Material:
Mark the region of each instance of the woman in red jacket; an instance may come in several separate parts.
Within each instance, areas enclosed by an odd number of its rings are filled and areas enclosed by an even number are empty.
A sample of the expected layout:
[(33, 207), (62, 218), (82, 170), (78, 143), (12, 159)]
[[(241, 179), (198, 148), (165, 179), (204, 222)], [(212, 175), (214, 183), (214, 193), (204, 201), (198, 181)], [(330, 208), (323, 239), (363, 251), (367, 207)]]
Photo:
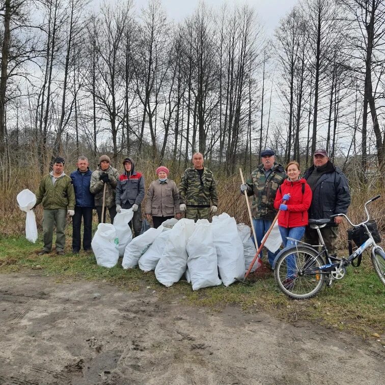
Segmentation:
[[(289, 162), (285, 168), (288, 178), (278, 189), (274, 207), (279, 209), (278, 225), (284, 247), (297, 243), (304, 236), (308, 223), (308, 210), (312, 202), (312, 189), (306, 180), (299, 177), (299, 164), (295, 161)], [(286, 201), (286, 204), (282, 202)], [(287, 239), (287, 238), (292, 239)], [(291, 262), (291, 263), (290, 263)], [(288, 280), (294, 276), (295, 261), (288, 260)], [(290, 283), (288, 282), (288, 283)]]

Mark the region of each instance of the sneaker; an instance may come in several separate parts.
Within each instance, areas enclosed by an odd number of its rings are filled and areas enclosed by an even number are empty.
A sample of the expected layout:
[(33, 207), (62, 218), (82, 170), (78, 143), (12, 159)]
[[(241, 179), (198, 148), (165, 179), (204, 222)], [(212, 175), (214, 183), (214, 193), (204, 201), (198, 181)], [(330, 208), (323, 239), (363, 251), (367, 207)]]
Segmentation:
[(294, 287), (295, 278), (286, 278), (282, 282), (284, 287), (288, 290), (291, 290)]

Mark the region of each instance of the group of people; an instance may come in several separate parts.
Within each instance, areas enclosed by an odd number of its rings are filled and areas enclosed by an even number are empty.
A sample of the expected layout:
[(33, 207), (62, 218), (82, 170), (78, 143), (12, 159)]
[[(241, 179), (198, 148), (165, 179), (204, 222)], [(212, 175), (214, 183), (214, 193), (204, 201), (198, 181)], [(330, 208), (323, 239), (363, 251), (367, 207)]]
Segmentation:
[[(278, 225), (284, 246), (289, 246), (305, 236), (305, 241), (318, 243), (318, 234), (308, 226), (309, 218), (330, 218), (331, 215), (346, 213), (350, 203), (349, 187), (341, 170), (330, 160), (326, 151), (317, 150), (313, 164), (300, 177), (299, 164), (289, 162), (284, 168), (277, 163), (273, 151), (261, 153), (261, 163), (241, 185), (242, 193), (253, 196), (252, 215), (257, 242), (260, 244), (271, 226), (277, 211)], [(169, 179), (167, 167), (156, 169), (158, 179), (151, 182), (147, 191), (145, 214), (151, 217), (157, 228), (164, 221), (176, 217), (197, 221), (209, 219), (217, 209), (216, 184), (212, 172), (204, 165), (203, 155), (193, 155), (193, 166), (182, 176), (179, 188)], [(52, 171), (40, 183), (36, 195), (36, 205), (44, 208), (44, 248), (40, 255), (51, 252), (54, 225), (56, 226), (56, 252), (64, 253), (64, 229), (66, 214), (72, 217), (72, 252), (80, 249), (80, 227), (84, 224), (83, 249), (91, 250), (92, 212), (96, 209), (99, 223), (105, 222), (108, 210), (111, 223), (122, 209), (132, 209), (133, 216), (129, 224), (134, 236), (140, 235), (142, 226), (141, 204), (145, 197), (143, 175), (135, 170), (133, 160), (123, 161), (124, 171), (119, 175), (111, 166), (109, 157), (102, 155), (97, 170), (89, 169), (85, 156), (77, 160), (77, 169), (70, 176), (64, 172), (65, 161), (58, 157)], [(105, 207), (102, 213), (102, 206)], [(102, 217), (103, 216), (103, 217)], [(332, 255), (336, 255), (336, 240), (340, 216), (331, 219), (321, 229), (322, 237)], [(289, 238), (288, 239), (287, 238)], [(268, 261), (272, 268), (279, 252), (268, 252)], [(261, 257), (262, 257), (262, 252)]]
[[(302, 178), (295, 161), (289, 162), (284, 169), (276, 162), (274, 151), (268, 149), (262, 151), (261, 157), (261, 164), (240, 186), (241, 192), (246, 191), (248, 196), (254, 197), (252, 214), (258, 244), (279, 210), (278, 225), (285, 247), (293, 245), (304, 236), (306, 242), (319, 244), (317, 231), (308, 226), (309, 219), (329, 219), (320, 231), (331, 255), (336, 256), (338, 225), (342, 217), (331, 216), (346, 214), (350, 204), (347, 180), (341, 169), (323, 149), (315, 151), (313, 164)], [(279, 252), (268, 252), (272, 268)]]
[[(183, 213), (186, 218), (207, 218), (217, 210), (217, 194), (213, 174), (203, 166), (203, 156), (197, 152), (193, 156), (193, 167), (182, 176), (179, 189), (175, 182), (169, 179), (169, 171), (164, 166), (156, 169), (158, 179), (150, 185), (145, 207), (148, 220), (152, 218), (157, 228), (164, 221)], [(99, 223), (105, 222), (108, 210), (111, 223), (117, 213), (122, 209), (132, 208), (133, 216), (129, 224), (134, 237), (141, 233), (142, 227), (142, 202), (145, 197), (143, 175), (135, 170), (133, 160), (127, 157), (123, 161), (123, 172), (111, 166), (106, 155), (99, 159), (98, 168), (89, 169), (85, 156), (77, 159), (77, 170), (68, 176), (64, 171), (64, 159), (53, 160), (52, 170), (40, 182), (36, 194), (35, 207), (43, 207), (43, 233), (44, 247), (39, 254), (51, 252), (54, 226), (56, 226), (56, 253), (65, 253), (65, 228), (66, 215), (72, 217), (72, 253), (77, 254), (81, 247), (81, 226), (83, 220), (83, 249), (91, 248), (92, 213), (95, 209)], [(104, 210), (103, 212), (103, 207)]]

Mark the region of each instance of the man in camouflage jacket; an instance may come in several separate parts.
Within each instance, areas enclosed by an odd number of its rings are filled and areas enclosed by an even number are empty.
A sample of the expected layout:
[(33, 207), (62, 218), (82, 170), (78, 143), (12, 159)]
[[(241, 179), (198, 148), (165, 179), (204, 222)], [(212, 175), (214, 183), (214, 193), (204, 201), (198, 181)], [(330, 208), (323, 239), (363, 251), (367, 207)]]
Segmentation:
[[(241, 185), (241, 191), (246, 190), (248, 195), (253, 196), (252, 204), (253, 225), (255, 230), (258, 245), (271, 226), (277, 211), (274, 208), (274, 200), (279, 186), (286, 177), (281, 164), (276, 163), (274, 151), (266, 149), (261, 152), (262, 163), (251, 174), (246, 183)], [(267, 252), (269, 263), (272, 266), (276, 253)], [(260, 254), (261, 258), (262, 252)]]
[(94, 171), (91, 175), (90, 191), (95, 195), (95, 207), (98, 213), (99, 223), (102, 222), (102, 210), (103, 206), (103, 192), (105, 187), (105, 198), (104, 200), (104, 213), (103, 222), (105, 223), (105, 212), (108, 209), (111, 223), (114, 223), (114, 218), (116, 215), (115, 204), (115, 189), (118, 184), (119, 173), (116, 169), (111, 167), (109, 157), (102, 155), (99, 158), (99, 167)]
[(203, 155), (197, 152), (193, 155), (194, 167), (187, 169), (179, 186), (181, 211), (186, 217), (196, 222), (209, 219), (210, 214), (216, 212), (218, 195), (216, 184), (211, 171), (203, 167)]

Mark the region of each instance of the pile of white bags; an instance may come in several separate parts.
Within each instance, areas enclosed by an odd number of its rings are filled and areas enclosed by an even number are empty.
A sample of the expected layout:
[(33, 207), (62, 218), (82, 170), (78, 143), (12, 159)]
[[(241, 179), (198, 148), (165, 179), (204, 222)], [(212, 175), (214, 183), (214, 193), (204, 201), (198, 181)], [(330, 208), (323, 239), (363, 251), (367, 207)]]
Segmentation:
[(99, 224), (91, 242), (98, 265), (104, 267), (113, 267), (116, 265), (119, 258), (119, 243), (113, 225)]
[(191, 281), (193, 290), (221, 285), (216, 250), (212, 239), (211, 225), (207, 219), (197, 222), (186, 250), (188, 254), (186, 278)]
[(177, 222), (178, 219), (172, 218), (165, 221), (159, 226), (162, 228), (161, 232), (139, 259), (139, 268), (141, 270), (145, 272), (155, 270), (170, 238), (170, 230)]
[(20, 210), (26, 213), (25, 217), (25, 238), (34, 243), (38, 238), (37, 227), (35, 213), (32, 208), (36, 203), (36, 196), (28, 188), (17, 194), (17, 203)]
[(219, 276), (223, 284), (228, 286), (244, 277), (243, 245), (238, 235), (235, 219), (228, 214), (213, 217), (211, 228)]
[(156, 279), (165, 286), (177, 282), (186, 270), (186, 245), (194, 231), (194, 221), (183, 218), (170, 230), (162, 256), (155, 268)]
[[(250, 237), (250, 228), (244, 223), (240, 223), (237, 225), (237, 228), (238, 229), (238, 234), (243, 244), (244, 271), (246, 272), (257, 254), (257, 249)], [(257, 263), (254, 263), (251, 272), (255, 271), (258, 267), (258, 264)]]
[(138, 265), (139, 258), (146, 252), (150, 245), (160, 234), (162, 228), (151, 228), (134, 238), (126, 247), (122, 266), (124, 269), (131, 269)]
[(119, 257), (123, 257), (126, 246), (132, 240), (132, 232), (128, 226), (128, 222), (133, 216), (132, 209), (122, 209), (117, 213), (114, 219), (114, 227), (119, 240)]

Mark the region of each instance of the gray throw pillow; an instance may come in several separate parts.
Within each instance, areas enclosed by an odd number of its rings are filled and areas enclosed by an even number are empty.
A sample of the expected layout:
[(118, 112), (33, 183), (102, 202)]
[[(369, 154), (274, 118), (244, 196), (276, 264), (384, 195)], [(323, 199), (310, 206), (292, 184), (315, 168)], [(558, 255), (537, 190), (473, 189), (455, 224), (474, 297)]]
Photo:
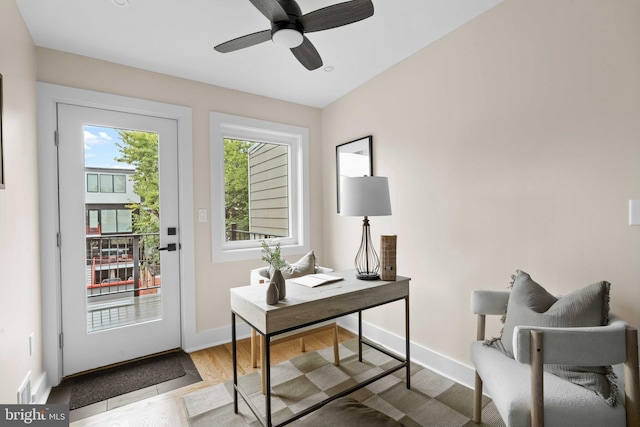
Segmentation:
[[(280, 271), (285, 279), (293, 279), (296, 277), (306, 276), (307, 274), (313, 274), (316, 272), (316, 257), (313, 254), (313, 251), (310, 251), (295, 263), (287, 263), (280, 269)], [(272, 271), (269, 269), (269, 277), (271, 276)]]
[[(527, 273), (517, 270), (503, 318), (502, 336), (488, 344), (513, 358), (516, 326), (604, 326), (609, 322), (610, 286), (609, 282), (601, 281), (556, 298)], [(545, 365), (544, 369), (593, 390), (611, 406), (617, 404), (618, 390), (611, 366)]]

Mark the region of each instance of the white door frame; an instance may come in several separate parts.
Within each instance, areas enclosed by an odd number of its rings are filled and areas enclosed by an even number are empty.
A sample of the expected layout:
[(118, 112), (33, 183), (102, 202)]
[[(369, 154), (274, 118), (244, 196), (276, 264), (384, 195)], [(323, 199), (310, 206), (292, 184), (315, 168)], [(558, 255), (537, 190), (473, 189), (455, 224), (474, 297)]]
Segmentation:
[(180, 237), (180, 299), (182, 348), (192, 347), (196, 336), (195, 247), (193, 221), (193, 153), (191, 108), (49, 83), (37, 83), (38, 170), (40, 193), (40, 277), (42, 283), (42, 348), (48, 386), (62, 380), (60, 346), (61, 285), (58, 248), (58, 167), (55, 146), (56, 104), (148, 114), (178, 121), (178, 175)]

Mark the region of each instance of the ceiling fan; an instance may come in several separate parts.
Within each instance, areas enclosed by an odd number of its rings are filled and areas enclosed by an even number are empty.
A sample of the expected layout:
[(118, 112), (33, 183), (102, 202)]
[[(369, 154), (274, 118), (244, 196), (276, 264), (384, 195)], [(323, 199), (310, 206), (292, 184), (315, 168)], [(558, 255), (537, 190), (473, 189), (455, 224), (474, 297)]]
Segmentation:
[(274, 44), (291, 49), (308, 70), (320, 68), (322, 58), (305, 33), (341, 27), (373, 16), (371, 0), (351, 0), (304, 15), (295, 0), (249, 1), (271, 21), (271, 29), (229, 40), (214, 49), (228, 53), (273, 40)]

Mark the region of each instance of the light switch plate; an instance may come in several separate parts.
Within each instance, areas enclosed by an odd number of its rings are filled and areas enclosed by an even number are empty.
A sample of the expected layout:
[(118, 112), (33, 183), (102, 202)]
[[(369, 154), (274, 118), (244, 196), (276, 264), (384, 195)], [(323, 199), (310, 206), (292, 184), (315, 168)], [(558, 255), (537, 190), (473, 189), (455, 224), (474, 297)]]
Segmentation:
[(198, 221), (199, 222), (207, 222), (207, 210), (199, 209), (198, 210)]
[(640, 225), (640, 200), (629, 200), (629, 225)]

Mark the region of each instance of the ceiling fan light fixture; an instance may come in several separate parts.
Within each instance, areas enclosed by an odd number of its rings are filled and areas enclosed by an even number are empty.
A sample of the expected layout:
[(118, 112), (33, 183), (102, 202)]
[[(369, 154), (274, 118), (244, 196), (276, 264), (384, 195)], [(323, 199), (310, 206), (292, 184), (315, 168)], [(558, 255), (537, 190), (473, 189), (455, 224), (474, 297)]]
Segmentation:
[(293, 49), (294, 47), (300, 46), (304, 41), (304, 38), (302, 37), (302, 33), (298, 30), (283, 28), (274, 32), (271, 36), (271, 40), (276, 46)]

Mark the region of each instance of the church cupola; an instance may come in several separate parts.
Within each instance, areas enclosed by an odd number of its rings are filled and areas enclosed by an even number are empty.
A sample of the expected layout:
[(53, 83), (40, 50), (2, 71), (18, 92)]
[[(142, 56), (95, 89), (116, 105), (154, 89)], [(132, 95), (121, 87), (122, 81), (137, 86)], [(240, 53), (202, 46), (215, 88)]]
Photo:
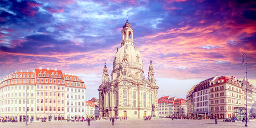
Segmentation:
[(123, 30), (121, 31), (122, 35), (121, 46), (129, 44), (134, 45), (133, 29), (132, 28), (132, 25), (128, 22), (128, 15), (126, 19), (126, 22), (123, 26)]
[(148, 70), (148, 80), (150, 83), (155, 83), (156, 79), (154, 76), (155, 72), (153, 70), (153, 65), (152, 65), (152, 61), (150, 60), (150, 65), (149, 65), (149, 69)]
[(104, 69), (103, 69), (102, 84), (105, 84), (107, 82), (109, 81), (109, 78), (108, 77), (108, 68), (107, 68), (107, 66), (106, 66), (105, 63), (105, 66), (104, 67)]

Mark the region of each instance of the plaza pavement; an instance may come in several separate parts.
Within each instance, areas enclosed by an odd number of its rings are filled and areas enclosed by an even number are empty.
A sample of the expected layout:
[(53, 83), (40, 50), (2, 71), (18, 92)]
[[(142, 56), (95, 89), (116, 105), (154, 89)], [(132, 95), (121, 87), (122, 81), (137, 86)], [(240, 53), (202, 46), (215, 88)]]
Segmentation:
[[(0, 123), (0, 128), (51, 128), (51, 127), (121, 127), (121, 128), (135, 128), (135, 127), (214, 127), (214, 128), (238, 128), (245, 127), (245, 123), (243, 122), (225, 122), (222, 119), (219, 119), (218, 124), (215, 124), (214, 119), (206, 120), (188, 120), (175, 119), (170, 118), (155, 119), (150, 121), (142, 121), (140, 119), (129, 119), (124, 121), (118, 119), (115, 121), (115, 126), (112, 126), (112, 122), (109, 120), (91, 121), (91, 126), (87, 126), (87, 122), (33, 122), (28, 123), (28, 125), (25, 126), (24, 122), (19, 123)], [(256, 121), (251, 121), (248, 123), (247, 127), (256, 127)]]

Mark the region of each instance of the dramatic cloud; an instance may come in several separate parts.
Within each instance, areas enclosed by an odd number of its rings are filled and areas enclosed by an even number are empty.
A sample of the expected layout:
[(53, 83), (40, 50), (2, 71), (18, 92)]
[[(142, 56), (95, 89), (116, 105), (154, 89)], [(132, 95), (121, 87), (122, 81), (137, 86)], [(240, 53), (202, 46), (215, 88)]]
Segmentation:
[(3, 0), (0, 9), (1, 78), (56, 67), (79, 76), (86, 97), (97, 97), (103, 63), (111, 73), (128, 15), (145, 75), (151, 60), (160, 97), (184, 98), (182, 91), (216, 75), (244, 78), (244, 53), (256, 84), (253, 1)]

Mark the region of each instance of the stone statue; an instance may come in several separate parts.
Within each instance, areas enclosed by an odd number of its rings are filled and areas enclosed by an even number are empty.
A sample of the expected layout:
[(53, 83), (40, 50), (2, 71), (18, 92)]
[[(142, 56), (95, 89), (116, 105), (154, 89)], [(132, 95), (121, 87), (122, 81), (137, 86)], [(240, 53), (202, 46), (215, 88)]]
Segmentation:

Task to complete: Print the entries above, from their first line through the line that contains "282), (288, 283)]]", and leave the pictures out.

Reply:
Mark the region of each instance of the woman in red jacket; an instance may come in several separate parts.
Within each instance, areas enclosed by an odd number of its rings are filled and areas enclosed by an even number are empty.
A sample of the expected layout:
[(33, 207), (62, 218), (82, 170), (78, 143), (12, 159)]
[[(241, 179), (198, 148), (165, 179), (204, 222)], [(212, 175), (214, 183), (214, 193), (204, 201), (198, 181)], [(330, 208), (323, 239), (363, 251), (367, 207)]]
Photo:
Segmentation:
[[(289, 162), (285, 168), (288, 178), (278, 189), (274, 207), (279, 209), (278, 225), (284, 247), (297, 243), (304, 236), (308, 223), (308, 210), (312, 202), (312, 189), (306, 180), (299, 177), (299, 164), (295, 161)], [(286, 201), (286, 204), (282, 202)], [(287, 239), (287, 238), (292, 239)], [(291, 262), (291, 263), (290, 263)], [(288, 280), (294, 276), (295, 261), (288, 260)], [(290, 283), (288, 282), (288, 283)]]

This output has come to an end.